_WHAT THE TASK ASKS_. Copy the stretch of the passage on learning loops from "The Radical Divergence" through "freedom from it.".

The modern world has many names for it: Learning Loops, Feedback Loops, Human-in-the-Loop, Agentic Loops, AI Loop Engineering.


Nature simply calls it life.

The loop isn’t new; nature has been running this code for billions of years. The kitten knows it. The tiger knows it. The forest knows it. The Vedas knew it, the Upanishads knew it, and the Buddha knew it. We merely keep renaming the wheel. A species survives because it learns. A child grows, a company thrives, an AI improves — all because they learn.

As Bach wrote, the wish and the capability arrive together. The kitten is given the urge to climb, but nature has already supplied the hooked claws. The tiger cub is given the urge to hunt, but nature has already supplied the instinctual stealth. A human is given curiosity, but life has already supplied the capacity to observe. The wish itself is the foremost evidence of latent capability.

The Radical Divergence

Yet the deeper I explored Vedanta, the more I realized something entirely unexpected. The ancient rishis were not fascinated by the loop.

They were fascinated by the possibility of freedom from it.

Stored items:
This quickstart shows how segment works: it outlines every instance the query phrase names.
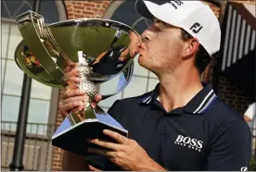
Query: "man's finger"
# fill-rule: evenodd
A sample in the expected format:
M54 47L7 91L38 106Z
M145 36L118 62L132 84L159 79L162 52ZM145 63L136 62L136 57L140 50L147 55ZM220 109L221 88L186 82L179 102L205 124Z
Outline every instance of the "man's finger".
M98 140L98 139L91 140L91 141L89 141L89 142L99 145L99 146L104 147L104 148L115 150L115 151L119 150L119 148L121 146L120 144L116 144L116 143L113 143L113 142L109 142L109 141Z
M92 165L88 165L88 166L89 166L89 168L90 168L91 171L102 171L101 169L96 168Z
M64 92L64 96L66 98L68 98L68 97L73 97L73 96L79 96L79 95L84 95L84 92L82 92L79 89L75 89L75 90L70 90L70 89L68 89Z
M81 81L81 79L79 77L70 77L70 80L73 81L75 84L79 84Z
M118 132L109 130L109 129L104 129L103 133L107 136L109 136L110 138L114 139L116 141L119 143L125 143L127 141L127 138L121 135Z
M77 101L83 101L83 102L88 102L89 97L86 95L80 95L80 96L74 96L74 97L70 97L67 99L64 99L61 101L63 104L72 103L72 102L77 102Z
M96 94L96 95L95 96L95 101L96 101L96 103L98 103L99 101L101 101L101 99L102 99L102 96L101 96L100 94Z
M70 112L71 109L82 106L84 107L84 104L83 101L76 101L76 102L71 102L66 104L63 104L59 107L59 110L61 111L62 114L66 114L67 112Z
M111 152L111 151L108 151L108 150L104 150L104 149L88 148L88 152L102 154L102 155L108 156L109 158L115 157L115 152Z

_RESULT FOR THIS TASK_.
The Radical Divergence

Yet the deeper I explored Vedanta, the more I realized something entirely unexpected. The ancient rishis were not fascinated by the loop.

They were fascinated by the possibility of freedom from it.